-- start of Dataset records --

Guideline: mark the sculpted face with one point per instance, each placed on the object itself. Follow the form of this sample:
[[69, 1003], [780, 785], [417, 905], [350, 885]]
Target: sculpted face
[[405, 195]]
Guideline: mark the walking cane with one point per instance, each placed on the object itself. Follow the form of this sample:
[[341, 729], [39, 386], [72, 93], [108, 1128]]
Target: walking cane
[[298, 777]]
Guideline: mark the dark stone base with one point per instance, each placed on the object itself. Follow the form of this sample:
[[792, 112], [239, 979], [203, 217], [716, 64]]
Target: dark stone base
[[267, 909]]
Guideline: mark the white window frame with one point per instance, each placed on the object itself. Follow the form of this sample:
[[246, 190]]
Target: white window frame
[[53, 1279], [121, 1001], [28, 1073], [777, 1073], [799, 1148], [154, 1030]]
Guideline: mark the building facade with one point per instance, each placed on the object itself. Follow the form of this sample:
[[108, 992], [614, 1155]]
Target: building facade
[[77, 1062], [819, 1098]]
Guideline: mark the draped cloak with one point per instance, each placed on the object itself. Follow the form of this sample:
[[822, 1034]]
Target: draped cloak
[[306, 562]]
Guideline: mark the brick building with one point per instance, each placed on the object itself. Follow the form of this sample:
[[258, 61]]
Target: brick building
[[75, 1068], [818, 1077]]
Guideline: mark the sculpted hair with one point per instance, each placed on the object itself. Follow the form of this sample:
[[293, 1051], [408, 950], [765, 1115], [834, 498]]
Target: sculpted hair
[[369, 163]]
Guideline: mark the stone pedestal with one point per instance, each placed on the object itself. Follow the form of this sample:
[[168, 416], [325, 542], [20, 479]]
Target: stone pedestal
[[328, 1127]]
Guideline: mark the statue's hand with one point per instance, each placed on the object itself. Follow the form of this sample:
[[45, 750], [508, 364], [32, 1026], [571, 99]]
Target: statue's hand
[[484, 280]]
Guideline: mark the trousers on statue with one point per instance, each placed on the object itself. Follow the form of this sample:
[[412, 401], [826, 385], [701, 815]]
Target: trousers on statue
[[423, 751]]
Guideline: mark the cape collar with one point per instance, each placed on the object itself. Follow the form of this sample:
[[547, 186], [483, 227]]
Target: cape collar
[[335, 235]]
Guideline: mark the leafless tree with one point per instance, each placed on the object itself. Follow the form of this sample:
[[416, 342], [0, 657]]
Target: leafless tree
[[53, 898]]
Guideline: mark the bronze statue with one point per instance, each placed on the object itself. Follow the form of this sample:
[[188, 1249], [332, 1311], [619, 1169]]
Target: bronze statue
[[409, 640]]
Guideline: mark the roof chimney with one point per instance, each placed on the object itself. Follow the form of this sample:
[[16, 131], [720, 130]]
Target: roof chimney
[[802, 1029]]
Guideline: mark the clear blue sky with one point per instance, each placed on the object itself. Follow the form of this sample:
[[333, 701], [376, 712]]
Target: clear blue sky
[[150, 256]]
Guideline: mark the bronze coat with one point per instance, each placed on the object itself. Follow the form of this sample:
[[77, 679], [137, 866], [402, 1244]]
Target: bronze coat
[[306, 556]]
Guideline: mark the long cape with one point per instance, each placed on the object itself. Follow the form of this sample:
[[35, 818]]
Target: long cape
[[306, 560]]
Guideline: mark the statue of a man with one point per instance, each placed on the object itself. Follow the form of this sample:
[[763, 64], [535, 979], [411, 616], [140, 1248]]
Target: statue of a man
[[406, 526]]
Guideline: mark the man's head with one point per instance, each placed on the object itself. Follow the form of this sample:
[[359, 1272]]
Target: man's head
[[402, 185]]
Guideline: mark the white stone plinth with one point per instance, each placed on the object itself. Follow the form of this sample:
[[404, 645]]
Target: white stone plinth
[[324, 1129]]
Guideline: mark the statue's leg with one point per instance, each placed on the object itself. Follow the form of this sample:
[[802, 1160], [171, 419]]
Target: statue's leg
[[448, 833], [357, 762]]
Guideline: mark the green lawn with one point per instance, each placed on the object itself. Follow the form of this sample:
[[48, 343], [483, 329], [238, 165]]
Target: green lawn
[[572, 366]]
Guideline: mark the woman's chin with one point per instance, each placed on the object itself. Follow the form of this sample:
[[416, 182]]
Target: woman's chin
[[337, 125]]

-- end of Dataset records --

▶ _Task description_
Copy every row above word for word, from the first to the last.

▶ _Answer to this task_
Guideline: mark the sculpted face with one point per instance, each placed on the object itself. Follow the form of this sample:
[[69, 1003], [780, 785], [417, 905], [350, 885]]
Target: sculpted face
[[405, 195]]
Guideline: mark the walking cane with one point per instance, each placed on the object itself. Follow the form of this sample:
[[341, 729], [39, 386], [72, 93], [108, 1128]]
Target: walking cane
[[298, 777]]
Guideline: mark the dark stone base with one point per instance, each placed on the object itself. Follow the form of this sample:
[[792, 112], [239, 979], [203, 217], [716, 64]]
Target: dark stone base
[[267, 909]]
Guideline: mark the white window frame with one point per instance, each placed on the object itself. Follow the form of this sample:
[[246, 190]]
Target: white window frame
[[53, 1279], [121, 1001], [28, 1073], [777, 1073], [799, 1148], [154, 1030]]
Guideline: mark the building facade with one point per instance, each placed on the object itself. Follow the form of this sample:
[[108, 992], [614, 1155]]
Target: building facade
[[77, 1062], [819, 1098]]
Guideline: mark the draped cloak with one point per instance, each placed on the object itself. Follow the form of this sample:
[[822, 1034]]
Target: draped cloak
[[306, 562]]
Guideline: mark the brick building with one point per instance, each placed on the object itself. Follow the form of this sample:
[[258, 61]]
Target: brick building
[[75, 1068], [818, 1077]]
Guideline: mark the sculpted hair with one point per instance, each placed on the object itself. Follow the form of this sample:
[[293, 1051], [408, 950], [765, 1115], [834, 498]]
Target: sculpted hair
[[369, 163]]
Guideline: mark the stone pedestal with one point per instance, each placed on the object itself. Follow the form of this sample:
[[168, 416], [325, 542], [20, 479]]
Target: stone pedestal
[[328, 1127]]
Guideline: mark the statue's hand with one point per instance, each placed on the object itself. Follow the form of this sample:
[[45, 750], [508, 364], [32, 1026], [571, 99]]
Target: statue's hand
[[484, 280]]
Guideline: mark the trousers on statue with one point per instance, each placed on the object itself. Follow the form of this sample:
[[412, 401], [826, 385], [701, 815]]
Target: trousers on statue
[[423, 751]]
Guideline: mark the cape collar with one point per instance, each placed on the object itself. Follow the form of this sample:
[[547, 186], [483, 227]]
Target: cape collar
[[335, 235]]
Guideline: mark the leafless tree with one point per instance, each placed on the object itself. Follow the form of this sample:
[[416, 342], [0, 657]]
Target: leafless tree
[[53, 898]]
Guideline: mark the bronze statue with one point per instance, each placed on the object itself. Follow the form of this sample:
[[188, 1249], [332, 1311], [619, 1169]]
Target: bronze statue
[[409, 640]]
Guideline: mark the roof chimney with one point per instance, each placed on the object itself. Follow the form of this sample:
[[16, 131], [720, 130]]
Target: roof chimney
[[802, 1029]]
Guideline: mark the clear blue sky with one point per instance, each placed on the object itself. Follow the form of this sample:
[[333, 701], [376, 712]]
Target: clear blue sky
[[150, 256]]
Guideline: mark the bronze coat with one point per instance, each placed on the object itself. Follow the form of this sample:
[[77, 679], [137, 866], [402, 1244]]
Target: bronze coat
[[306, 556]]
Guideline: mark the long cape with one point per instance, each placed on the object itself. Follow the form of this sample:
[[35, 818]]
Target: long cape
[[306, 560]]
Guideline: mark the statue of a man with one point per instance, each placed on the object itself. Follow the form of this sample:
[[763, 64], [535, 979], [411, 616], [140, 1248]]
Target: statue of a man
[[406, 526]]
Guideline: mark the man's head with one point per instance, each placed on the object itself. Follow the form of this sample:
[[359, 1272]]
Target: man's head
[[402, 185]]
Guideline: mark the white stone plinth with one point per instance, each placed on the object itself. Follow the form of this sample:
[[404, 645]]
Target: white stone plinth
[[324, 1129]]
Guideline: mark the statue's leg with one point per instance, each placed on the object itself. Follow the form of this sample:
[[802, 1160], [171, 419]]
Target: statue's leg
[[448, 833], [357, 762]]
Guideline: mark the green lawn with one point per instance, each placed on the object itself. Follow the form of this sample:
[[48, 343], [483, 329], [238, 165]]
Target: green lawn
[[572, 366]]
Guideline: mark the woman's chin with one point per instance, each placed on the object itself. Follow the form of this sample:
[[416, 182]]
Target: woman's chin
[[337, 125]]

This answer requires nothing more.